## Begin DATA PROVIDED

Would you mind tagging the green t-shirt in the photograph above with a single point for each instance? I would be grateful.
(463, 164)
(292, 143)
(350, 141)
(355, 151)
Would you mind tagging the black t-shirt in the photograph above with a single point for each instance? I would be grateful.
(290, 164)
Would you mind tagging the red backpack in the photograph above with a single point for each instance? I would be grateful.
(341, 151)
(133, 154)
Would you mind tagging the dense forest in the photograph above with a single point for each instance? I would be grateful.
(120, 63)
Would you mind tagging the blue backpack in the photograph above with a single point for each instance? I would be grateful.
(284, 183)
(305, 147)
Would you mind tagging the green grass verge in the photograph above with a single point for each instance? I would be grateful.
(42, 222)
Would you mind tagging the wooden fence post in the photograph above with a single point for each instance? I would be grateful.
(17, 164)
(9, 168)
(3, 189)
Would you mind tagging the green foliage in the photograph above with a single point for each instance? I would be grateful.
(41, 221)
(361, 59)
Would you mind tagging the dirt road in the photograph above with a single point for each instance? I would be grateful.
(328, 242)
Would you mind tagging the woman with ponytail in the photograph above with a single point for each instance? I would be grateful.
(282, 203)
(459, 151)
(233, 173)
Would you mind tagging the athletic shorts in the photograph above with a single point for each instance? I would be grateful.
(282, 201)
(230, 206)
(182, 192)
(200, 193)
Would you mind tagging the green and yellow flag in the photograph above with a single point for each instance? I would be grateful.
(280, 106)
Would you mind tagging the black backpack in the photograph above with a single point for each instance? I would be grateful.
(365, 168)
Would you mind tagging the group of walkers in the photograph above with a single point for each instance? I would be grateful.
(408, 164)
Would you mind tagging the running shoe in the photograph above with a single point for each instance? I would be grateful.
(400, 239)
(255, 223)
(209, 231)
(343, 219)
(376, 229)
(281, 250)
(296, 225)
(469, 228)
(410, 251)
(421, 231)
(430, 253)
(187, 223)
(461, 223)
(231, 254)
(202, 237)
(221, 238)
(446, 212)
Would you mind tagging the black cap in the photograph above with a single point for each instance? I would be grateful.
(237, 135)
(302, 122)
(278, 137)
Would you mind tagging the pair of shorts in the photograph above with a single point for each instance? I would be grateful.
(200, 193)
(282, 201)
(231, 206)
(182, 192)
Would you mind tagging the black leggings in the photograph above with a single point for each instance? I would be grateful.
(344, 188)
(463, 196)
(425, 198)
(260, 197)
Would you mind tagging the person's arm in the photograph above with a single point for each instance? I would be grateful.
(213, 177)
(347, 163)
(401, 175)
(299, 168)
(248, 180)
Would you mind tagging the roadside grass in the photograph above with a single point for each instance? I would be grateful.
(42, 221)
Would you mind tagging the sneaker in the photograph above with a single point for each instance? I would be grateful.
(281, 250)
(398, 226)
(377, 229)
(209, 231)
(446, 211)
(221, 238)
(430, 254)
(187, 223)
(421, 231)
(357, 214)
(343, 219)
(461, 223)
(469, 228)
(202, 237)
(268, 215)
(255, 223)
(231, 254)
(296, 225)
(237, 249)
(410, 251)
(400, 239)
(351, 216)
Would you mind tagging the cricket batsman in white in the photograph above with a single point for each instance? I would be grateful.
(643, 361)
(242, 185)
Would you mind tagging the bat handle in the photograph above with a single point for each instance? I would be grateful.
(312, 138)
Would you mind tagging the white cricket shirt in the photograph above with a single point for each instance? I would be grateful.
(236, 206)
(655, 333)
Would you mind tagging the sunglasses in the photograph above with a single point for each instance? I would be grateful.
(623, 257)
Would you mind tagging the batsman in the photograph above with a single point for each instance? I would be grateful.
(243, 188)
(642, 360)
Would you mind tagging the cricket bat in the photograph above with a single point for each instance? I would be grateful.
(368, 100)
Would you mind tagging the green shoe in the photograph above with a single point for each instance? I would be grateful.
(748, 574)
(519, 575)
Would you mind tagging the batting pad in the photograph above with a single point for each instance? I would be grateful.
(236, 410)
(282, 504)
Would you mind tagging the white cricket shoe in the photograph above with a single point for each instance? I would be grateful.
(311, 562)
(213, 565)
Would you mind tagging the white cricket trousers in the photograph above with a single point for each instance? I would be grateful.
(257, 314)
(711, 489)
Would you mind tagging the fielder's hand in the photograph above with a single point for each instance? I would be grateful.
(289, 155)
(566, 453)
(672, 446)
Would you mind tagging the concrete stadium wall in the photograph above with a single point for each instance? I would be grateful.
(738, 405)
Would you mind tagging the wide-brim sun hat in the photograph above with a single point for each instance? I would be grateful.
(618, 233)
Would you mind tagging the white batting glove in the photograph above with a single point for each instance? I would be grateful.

## End DATA PROVIDED

- [INSTRUCTIONS FOR THE TASK]: Copy each entry exactly, with nothing added or dropped.

- [TASK ANSWER]:
Would you mind tagging the green t-shirt in the photograph above with a single point for each instance? I would be grateful.
(463, 164)
(292, 143)
(350, 141)
(355, 151)
Would you mind tagging the black t-shirt in the photograph above with a single point for each instance? I would be grateful.
(290, 164)
Would you mind tagging the red backpack in the photograph above with a single point for each instance? I would be grateful.
(341, 151)
(133, 154)
Would you mind tagging the dense forest in the photograph above with a single point for each instance? I would be grateful.
(120, 63)
Would you mind tagging the blue backpack in the photograph above with a single point for each instance? I would be grateful.
(284, 183)
(305, 147)
Would you mind tagging the green grass verge in the photograph above with a single point for each instance? I would be grateful.
(42, 222)
Would you mind tagging the wooden fence post in the photograph above with a single point for each instance? I would be grateful.
(17, 164)
(9, 168)
(3, 189)
Would you mind tagging the green foliage in the photograph above with a single point for each instance? I would be grateful.
(41, 221)
(361, 59)
Would you mind tagging the dirt road in the photograph above with a single point for each instance? I would be grateful.
(328, 242)
Would you mind tagging the woman with ponytail in the photograph above with a single point for each instance? I would be grateful.
(282, 203)
(459, 151)
(233, 173)
Would you mind tagging the athletic shorts in the photograph above with a single point for each instance? I would be grateful.
(282, 201)
(230, 206)
(182, 192)
(200, 193)
Would you mind tagging the green and yellow flag in the photograph above with a single point for each instance? I would be grateful.
(280, 106)
Would you mind tagging the black backpack in the photograph above with a single point for each instance? I would be grateful.
(365, 168)
Would you mind tagging the group of walkers in the photograph above with a single point for each instance? I would be grateful.
(408, 164)
Would you mind tagging the running shoe in the photograph above with a single point for each instance? I would be grateful.
(400, 239)
(255, 223)
(209, 231)
(343, 219)
(376, 229)
(281, 250)
(296, 225)
(469, 228)
(410, 251)
(421, 231)
(430, 253)
(187, 223)
(461, 223)
(231, 254)
(202, 237)
(221, 238)
(446, 212)
Would you mind tagging the black cap in the photograph above with a single point for each instance? I would be grateful.
(237, 135)
(302, 122)
(278, 137)
Would you mind tagging the pair of shorts in the photograph above with a single point for each instance? I would be grateful.
(200, 193)
(282, 201)
(231, 206)
(182, 192)
Would you mind tagging the black leggings in the photograph above with a single point for each instance? I would be grateful.
(344, 188)
(463, 196)
(425, 198)
(260, 197)
Would you mind tagging the person's arm in the photograph above with a single point for each instance? I would be grateful.
(213, 177)
(347, 163)
(401, 175)
(299, 168)
(248, 180)
Would you mind tagging the roadside grass in the photograph above with a single point for each instance? I would be grateful.
(42, 221)
Would you mind tagging the sneaker in the photograph above with a single point for each instance? I would be grateful.
(281, 250)
(398, 226)
(377, 229)
(209, 231)
(446, 211)
(221, 238)
(430, 254)
(187, 223)
(421, 231)
(357, 214)
(343, 219)
(461, 223)
(469, 228)
(202, 237)
(268, 215)
(255, 223)
(231, 254)
(296, 225)
(237, 249)
(410, 251)
(400, 239)
(351, 216)
Would you mind tagging the cricket batsman in white in the photograph above with a single point for each instance? I would be grateful.
(643, 361)
(242, 185)
Would you mind tagging the bat handle in the photograph above with a single point for each instance? I would be grateful.
(312, 138)
Would you mind tagging the white cricket shirt in the photograph above with a single point for each instance? I would be grateful.
(236, 206)
(655, 333)
Would you mind tagging the sunglasses in the photograph above with a single point for each instance? I would be grateful.
(623, 257)
Would you mind tagging the batsman in the photograph above with a single point for each instance? I would be grateful.
(243, 188)
(642, 360)
Would you mind tagging the cricket bat in the photograph above with a single point for each instance? I would be grateful.
(368, 100)
Would you mind tagging the green shoe in the photograph above with a single point for each instance? I would be grateful.
(748, 574)
(519, 575)
Would you mind tagging the batting pad in the photograph above with a single point for each instance? I would be grateful.
(236, 410)
(282, 504)
Would you mind tagging the white cricket shoe in the photograph above with a single point for each instance? I would be grateful.
(311, 562)
(213, 565)
Would you mind tagging the white cricket trousers in the photograph above with a single point for each instance? I would be grateful.
(257, 314)
(711, 489)
Would you mind tagging the fielder's hand in the photograph above with a single point for each instance? I would be grateful.
(289, 155)
(566, 453)
(672, 446)
Would you mind tagging the concrete stadium wall in the photograph above with a single point for each instance? I would be grateful.
(738, 405)
Would you mind tagging the wide-brim sun hat in the photograph above with a single point for each instance? I would be grateful.
(618, 233)
Would you mind tagging the white batting glove in the photograph above with a single point for each instance? I would be grateful.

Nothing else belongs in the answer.